In this recording from Naxos -- which leads other labels this year with 15 classical Grammy nominations -- Penderecki's massive orchestrations and choral gymnastics are led by Antoni Wit. The Warsaw National Philharmonic Choir and Orchestra members sound as if they'd waited all their lives to perform this frightening, devastating music. In fact, one of the most visceral connections you can make with the nightmares of Europe's last century is to hear this music. In it, you feel -- as if you could touch it -- the real darkness of the worst of communism and Nazism.
These are the sounds of hearts suffering the Kafka-chill of police-state oppression. Take the "Dies Irae," generally a hymn or chant for the dead. As the third movement in "A Polish Requiem," it's nobody's Gregorian hand-wringer. Penderecki's strings slash and claw at the air as the tenors, joined by the sopranos, bellow out a fearsome warning of "that judge whose searching light / Brings thought and word and deed to light."
Those cliff-face glissandi, or cascading harmonies, are a Penderecki trademark. The "Mors stupebit" sequence opens with alto Jadwiga Rappé's despairing "Death is struck and nature quaking." It gives way to bells of alarm and stabbing military percussion under the hair-raising mayday of the choir's impassioned "Nothing unavenged remaineth." This is an Armageddon.

───

▶ _Parts of the exercise_:
1 > Restate the Penderecki review from "These are the" up to and including "is an Armageddon.", renaming "tenors" as "baritones".
2 > According to the Penderecki review, who leads the performance on the Naxos recording?
The pointing listing has no connection to the review.

Pointing listing
───

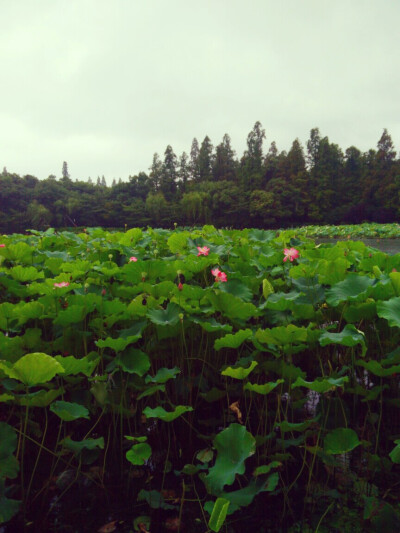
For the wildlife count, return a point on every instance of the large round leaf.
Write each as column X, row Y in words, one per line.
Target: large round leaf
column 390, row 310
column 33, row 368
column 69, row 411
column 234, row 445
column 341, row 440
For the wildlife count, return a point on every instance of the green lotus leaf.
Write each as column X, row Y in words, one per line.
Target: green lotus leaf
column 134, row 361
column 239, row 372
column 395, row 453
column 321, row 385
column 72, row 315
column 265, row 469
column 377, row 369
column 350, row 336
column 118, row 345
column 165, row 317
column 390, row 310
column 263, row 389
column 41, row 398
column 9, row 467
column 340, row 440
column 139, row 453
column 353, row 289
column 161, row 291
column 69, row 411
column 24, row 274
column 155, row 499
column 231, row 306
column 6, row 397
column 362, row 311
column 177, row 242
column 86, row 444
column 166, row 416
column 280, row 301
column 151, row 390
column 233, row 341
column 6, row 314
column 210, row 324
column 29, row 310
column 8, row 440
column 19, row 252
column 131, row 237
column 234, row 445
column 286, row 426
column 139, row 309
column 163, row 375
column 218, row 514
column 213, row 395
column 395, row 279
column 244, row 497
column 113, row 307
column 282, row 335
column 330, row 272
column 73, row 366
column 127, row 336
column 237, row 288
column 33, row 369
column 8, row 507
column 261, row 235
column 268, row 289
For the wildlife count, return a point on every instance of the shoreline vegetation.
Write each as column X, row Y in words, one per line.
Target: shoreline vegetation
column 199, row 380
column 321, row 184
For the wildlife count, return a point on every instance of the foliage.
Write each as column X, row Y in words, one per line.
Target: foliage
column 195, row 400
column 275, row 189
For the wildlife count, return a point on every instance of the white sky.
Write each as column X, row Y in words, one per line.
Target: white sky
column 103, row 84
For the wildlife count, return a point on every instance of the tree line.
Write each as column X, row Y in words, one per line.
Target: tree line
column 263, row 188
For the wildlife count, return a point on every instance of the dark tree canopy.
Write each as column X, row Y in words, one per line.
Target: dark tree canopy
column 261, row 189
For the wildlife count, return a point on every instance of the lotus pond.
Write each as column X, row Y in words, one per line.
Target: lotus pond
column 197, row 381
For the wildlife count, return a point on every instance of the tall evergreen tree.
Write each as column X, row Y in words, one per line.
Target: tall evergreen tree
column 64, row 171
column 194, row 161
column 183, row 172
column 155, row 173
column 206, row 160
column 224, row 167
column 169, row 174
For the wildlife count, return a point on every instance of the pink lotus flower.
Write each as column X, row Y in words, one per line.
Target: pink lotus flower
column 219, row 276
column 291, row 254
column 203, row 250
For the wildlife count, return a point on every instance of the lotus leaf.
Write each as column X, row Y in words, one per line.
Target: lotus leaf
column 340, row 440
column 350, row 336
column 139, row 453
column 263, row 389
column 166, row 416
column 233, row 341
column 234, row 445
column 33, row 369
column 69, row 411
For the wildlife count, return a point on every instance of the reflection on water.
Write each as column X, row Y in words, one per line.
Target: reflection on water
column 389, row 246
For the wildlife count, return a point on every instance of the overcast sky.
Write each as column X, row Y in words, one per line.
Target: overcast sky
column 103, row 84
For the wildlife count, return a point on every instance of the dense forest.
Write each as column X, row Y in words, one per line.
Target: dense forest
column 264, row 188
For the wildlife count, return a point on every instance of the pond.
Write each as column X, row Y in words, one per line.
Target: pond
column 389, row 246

───

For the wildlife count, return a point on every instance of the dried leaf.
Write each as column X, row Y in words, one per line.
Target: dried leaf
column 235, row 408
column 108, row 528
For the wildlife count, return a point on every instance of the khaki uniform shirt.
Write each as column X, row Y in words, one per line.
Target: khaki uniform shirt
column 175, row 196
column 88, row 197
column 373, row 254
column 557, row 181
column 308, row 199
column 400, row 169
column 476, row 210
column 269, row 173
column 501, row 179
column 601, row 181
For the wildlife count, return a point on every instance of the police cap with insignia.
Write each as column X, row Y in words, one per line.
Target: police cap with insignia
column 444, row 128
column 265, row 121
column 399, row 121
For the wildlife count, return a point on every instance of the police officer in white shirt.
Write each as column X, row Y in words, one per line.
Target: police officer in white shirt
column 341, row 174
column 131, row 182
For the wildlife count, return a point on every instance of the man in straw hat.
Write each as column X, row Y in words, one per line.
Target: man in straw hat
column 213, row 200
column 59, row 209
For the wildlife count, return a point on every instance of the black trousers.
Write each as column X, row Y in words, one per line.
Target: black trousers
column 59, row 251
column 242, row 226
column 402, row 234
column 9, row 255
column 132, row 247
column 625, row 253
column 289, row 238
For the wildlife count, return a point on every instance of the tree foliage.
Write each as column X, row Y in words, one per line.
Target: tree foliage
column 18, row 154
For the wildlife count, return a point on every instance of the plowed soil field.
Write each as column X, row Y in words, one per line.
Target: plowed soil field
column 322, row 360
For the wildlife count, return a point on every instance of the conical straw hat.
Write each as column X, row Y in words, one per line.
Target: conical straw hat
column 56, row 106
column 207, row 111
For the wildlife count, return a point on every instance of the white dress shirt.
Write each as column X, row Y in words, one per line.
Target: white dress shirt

───

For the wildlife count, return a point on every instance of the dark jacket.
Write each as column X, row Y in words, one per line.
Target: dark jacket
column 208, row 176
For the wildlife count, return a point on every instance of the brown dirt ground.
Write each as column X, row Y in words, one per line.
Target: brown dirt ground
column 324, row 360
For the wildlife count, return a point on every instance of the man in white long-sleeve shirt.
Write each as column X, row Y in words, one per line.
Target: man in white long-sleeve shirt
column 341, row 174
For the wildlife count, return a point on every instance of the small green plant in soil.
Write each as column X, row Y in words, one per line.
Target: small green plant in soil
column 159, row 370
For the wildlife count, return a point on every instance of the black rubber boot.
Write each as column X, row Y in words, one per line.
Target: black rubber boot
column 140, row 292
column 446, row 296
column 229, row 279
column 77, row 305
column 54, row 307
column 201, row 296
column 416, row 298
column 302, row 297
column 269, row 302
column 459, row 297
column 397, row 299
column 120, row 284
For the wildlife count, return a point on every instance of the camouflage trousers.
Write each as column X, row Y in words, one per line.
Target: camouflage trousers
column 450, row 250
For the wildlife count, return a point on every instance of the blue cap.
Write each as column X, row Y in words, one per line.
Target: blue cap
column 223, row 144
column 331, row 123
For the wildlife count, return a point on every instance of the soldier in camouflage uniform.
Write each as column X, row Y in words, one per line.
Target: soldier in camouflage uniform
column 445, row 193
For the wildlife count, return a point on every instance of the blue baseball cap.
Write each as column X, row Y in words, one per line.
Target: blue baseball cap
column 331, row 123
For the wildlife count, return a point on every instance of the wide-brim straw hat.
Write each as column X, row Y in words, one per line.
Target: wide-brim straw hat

───

▶ _Responses for each task_:
1 >
These are the sounds of hearts suffering the Kafka-chill of police-state oppression. Take the "Dies Irae," generally a hymn or chant for the dead. As the third movement in "A Polish Requiem," it's nobody's Gregorian hand-wringer. Penderecki's strings slash and claw at the air as the baritones, joined by the sopranos, bellow out a fearsome warning of "that judge whose searching light / Brings thought and word and deed to light."
Those cliff-face glissandi, or cascading harmonies, are a Penderecki trademark. The "Mors stupebit" sequence opens with alto Jadwiga Rappé's despairing "Death is struck and nature quaking." It gives way to bells of alarm and stabbing military percussion under the hair-raising mayday of the choir's impassioned "Nothing unavenged remaineth." This is an Armageddon.

2 > Antoni Wit